[Stored data entries]
----------
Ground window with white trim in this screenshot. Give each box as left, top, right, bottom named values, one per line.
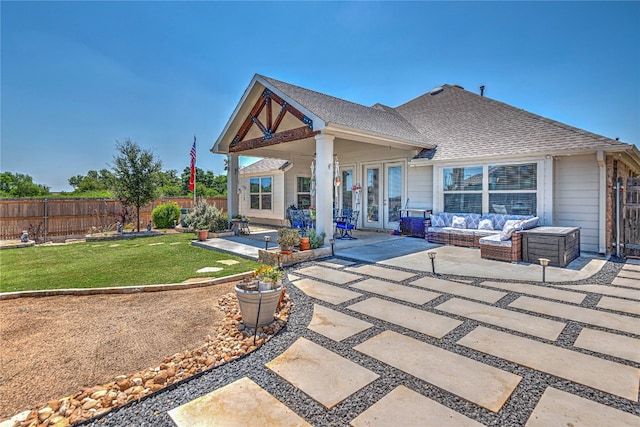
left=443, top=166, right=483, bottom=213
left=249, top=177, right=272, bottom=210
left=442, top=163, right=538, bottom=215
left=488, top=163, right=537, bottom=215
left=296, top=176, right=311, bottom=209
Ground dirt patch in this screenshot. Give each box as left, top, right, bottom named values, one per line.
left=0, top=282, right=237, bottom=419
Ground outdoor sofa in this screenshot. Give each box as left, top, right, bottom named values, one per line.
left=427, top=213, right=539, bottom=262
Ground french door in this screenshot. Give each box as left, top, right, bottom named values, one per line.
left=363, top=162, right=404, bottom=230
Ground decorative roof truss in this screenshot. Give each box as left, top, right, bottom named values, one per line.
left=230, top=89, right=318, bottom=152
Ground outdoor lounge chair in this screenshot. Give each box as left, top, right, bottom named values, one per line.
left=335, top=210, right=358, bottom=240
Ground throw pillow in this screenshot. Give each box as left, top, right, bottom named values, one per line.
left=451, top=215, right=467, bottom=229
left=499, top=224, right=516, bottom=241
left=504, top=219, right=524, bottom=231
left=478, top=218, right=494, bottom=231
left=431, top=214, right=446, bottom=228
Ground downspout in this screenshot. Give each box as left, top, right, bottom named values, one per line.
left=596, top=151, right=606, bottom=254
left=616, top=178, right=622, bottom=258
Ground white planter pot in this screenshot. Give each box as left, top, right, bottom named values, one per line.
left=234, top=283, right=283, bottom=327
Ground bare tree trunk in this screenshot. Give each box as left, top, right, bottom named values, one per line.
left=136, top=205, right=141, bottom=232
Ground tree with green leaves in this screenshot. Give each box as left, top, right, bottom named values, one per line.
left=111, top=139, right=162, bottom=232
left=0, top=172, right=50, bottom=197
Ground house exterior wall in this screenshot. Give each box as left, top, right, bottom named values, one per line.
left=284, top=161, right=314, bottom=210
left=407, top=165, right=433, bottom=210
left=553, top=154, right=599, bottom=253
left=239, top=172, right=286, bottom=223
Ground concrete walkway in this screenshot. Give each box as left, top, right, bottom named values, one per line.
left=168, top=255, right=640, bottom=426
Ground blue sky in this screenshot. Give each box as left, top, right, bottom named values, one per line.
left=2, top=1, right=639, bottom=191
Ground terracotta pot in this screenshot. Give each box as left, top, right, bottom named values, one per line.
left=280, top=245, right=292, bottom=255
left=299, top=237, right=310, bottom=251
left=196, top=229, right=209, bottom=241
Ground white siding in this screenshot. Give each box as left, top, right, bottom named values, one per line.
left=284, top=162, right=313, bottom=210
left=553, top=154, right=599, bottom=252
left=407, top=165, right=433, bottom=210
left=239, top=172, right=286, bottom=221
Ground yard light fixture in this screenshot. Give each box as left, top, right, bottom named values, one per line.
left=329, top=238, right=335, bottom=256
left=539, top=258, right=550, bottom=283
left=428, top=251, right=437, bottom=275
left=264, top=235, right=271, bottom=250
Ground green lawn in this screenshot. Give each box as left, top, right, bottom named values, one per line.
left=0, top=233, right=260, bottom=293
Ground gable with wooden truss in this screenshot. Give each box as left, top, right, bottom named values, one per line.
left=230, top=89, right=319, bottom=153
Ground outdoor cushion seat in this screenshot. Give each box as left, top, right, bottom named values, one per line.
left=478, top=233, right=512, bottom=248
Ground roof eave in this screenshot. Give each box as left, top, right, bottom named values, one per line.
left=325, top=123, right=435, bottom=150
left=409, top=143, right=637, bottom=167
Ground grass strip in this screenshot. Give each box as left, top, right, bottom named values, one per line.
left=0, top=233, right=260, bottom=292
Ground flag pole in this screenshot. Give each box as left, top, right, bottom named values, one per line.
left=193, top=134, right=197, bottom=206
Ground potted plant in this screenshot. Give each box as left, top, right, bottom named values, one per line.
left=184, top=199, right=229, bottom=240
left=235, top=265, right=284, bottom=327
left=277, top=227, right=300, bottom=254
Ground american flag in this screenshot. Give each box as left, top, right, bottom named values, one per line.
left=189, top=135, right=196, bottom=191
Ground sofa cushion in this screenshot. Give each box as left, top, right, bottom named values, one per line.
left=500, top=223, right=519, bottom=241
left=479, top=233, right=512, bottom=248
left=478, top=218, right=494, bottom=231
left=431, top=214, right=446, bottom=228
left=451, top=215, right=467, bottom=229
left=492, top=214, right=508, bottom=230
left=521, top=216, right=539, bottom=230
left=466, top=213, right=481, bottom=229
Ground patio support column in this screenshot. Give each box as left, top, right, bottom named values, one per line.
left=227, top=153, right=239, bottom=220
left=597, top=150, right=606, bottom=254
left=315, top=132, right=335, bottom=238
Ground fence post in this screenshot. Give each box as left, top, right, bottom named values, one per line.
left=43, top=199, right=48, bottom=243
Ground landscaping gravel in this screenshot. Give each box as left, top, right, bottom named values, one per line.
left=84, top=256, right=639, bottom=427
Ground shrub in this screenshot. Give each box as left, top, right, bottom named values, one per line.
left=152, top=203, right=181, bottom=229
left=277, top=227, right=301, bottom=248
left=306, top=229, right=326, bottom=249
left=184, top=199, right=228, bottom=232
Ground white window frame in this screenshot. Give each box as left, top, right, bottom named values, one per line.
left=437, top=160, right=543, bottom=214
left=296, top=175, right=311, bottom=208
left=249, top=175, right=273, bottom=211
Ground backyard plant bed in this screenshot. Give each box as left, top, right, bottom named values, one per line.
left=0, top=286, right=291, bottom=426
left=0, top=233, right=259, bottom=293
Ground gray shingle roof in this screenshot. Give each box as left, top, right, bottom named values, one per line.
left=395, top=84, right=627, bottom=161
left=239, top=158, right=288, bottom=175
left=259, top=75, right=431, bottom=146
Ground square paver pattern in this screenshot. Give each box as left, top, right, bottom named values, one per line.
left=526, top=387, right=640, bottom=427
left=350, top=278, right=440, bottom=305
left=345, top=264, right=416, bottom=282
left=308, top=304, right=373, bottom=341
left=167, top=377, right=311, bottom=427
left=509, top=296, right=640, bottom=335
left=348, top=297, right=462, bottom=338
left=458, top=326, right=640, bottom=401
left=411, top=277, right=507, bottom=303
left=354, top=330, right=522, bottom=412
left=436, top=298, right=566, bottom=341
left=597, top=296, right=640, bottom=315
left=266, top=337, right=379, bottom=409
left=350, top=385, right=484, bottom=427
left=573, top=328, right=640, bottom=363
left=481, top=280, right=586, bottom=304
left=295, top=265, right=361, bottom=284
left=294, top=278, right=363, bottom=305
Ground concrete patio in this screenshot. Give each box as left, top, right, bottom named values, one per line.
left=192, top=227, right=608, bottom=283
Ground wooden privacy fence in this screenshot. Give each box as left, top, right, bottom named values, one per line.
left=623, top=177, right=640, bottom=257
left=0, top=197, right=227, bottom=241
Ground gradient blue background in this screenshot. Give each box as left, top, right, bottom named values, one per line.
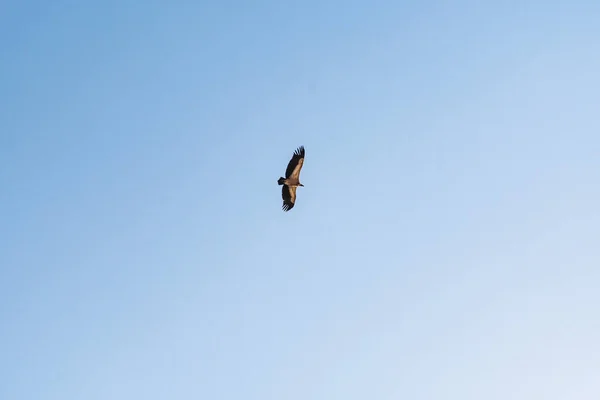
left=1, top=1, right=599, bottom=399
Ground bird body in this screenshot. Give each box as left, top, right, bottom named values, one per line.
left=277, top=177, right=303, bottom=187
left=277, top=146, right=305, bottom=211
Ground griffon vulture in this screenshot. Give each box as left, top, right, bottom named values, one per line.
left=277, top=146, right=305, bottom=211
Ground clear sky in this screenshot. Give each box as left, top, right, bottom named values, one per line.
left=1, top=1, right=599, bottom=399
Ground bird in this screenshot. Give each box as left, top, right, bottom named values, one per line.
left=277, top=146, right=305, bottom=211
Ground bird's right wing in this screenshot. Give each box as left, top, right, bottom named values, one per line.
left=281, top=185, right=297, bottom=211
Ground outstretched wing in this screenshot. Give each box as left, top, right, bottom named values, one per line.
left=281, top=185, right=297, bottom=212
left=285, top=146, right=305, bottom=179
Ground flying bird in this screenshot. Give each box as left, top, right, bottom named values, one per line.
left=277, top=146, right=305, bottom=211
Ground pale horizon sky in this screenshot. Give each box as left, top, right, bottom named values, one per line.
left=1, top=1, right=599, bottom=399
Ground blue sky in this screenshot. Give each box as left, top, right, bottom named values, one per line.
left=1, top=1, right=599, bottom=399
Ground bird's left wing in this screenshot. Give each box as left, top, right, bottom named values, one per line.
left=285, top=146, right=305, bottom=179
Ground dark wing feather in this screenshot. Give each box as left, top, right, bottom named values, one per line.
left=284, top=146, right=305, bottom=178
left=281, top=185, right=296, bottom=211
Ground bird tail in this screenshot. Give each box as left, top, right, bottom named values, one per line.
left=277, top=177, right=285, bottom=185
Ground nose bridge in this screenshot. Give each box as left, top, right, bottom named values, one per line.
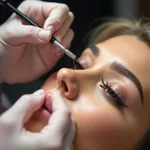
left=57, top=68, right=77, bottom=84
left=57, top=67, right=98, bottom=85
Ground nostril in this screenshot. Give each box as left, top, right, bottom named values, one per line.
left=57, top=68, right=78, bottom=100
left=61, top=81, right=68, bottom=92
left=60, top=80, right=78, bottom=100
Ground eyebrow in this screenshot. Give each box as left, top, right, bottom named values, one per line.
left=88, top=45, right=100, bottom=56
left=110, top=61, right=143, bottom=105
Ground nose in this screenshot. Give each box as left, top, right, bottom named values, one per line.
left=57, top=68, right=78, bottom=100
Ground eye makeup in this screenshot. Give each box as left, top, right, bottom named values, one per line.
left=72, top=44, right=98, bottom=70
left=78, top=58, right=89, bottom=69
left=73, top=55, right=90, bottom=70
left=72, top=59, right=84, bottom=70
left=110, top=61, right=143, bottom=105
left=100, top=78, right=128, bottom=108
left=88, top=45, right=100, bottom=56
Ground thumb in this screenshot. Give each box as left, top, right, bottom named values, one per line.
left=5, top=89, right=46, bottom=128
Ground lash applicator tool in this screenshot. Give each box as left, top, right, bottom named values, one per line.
----------
EXERCISE GOAL: Please repeat the lines above from the line containing "Ground dark wing" through the final line, both included, exactly as they stand and without pictures.

SOLUTION FOR THIS TASK:
Ground dark wing feather in this screenshot. Give each box as left, top, right, bottom named values, one per line.
left=284, top=146, right=305, bottom=178
left=281, top=185, right=296, bottom=211
Ground bird tail in this screenshot. Give each box as left, top, right, bottom named values, one per line.
left=277, top=177, right=285, bottom=185
Ground nose bridge in this screenshot. Give each box as left, top, right, bottom named values, one per line.
left=57, top=68, right=77, bottom=84
left=57, top=67, right=98, bottom=85
Ground nostril in this screenshot. Give each box as left, top, right, bottom named values, one per line.
left=57, top=68, right=78, bottom=100
left=61, top=81, right=68, bottom=92
left=60, top=80, right=78, bottom=100
Ground eyebrow in this screenshot. Give each box as left, top, right, bottom named values, one per line.
left=88, top=45, right=100, bottom=56
left=110, top=61, right=143, bottom=105
Ground nose in this screenshot. Give each box as left, top, right, bottom named values, one per line.
left=57, top=68, right=78, bottom=100
Ground eye makeup in this screenshot. Give each box as left, top, right, bottom named values, one per line.
left=72, top=44, right=98, bottom=70
left=78, top=58, right=89, bottom=69
left=73, top=55, right=90, bottom=70
left=72, top=59, right=84, bottom=70
left=110, top=61, right=143, bottom=105
left=100, top=78, right=128, bottom=108
left=88, top=45, right=100, bottom=56
Ground thumb in this screenshot. Give each box as left, top, right, bottom named values, one per line.
left=5, top=89, right=46, bottom=128
Ground lash applicator tool in this screenshot. Give each box as left, top, right, bottom named values, one per line.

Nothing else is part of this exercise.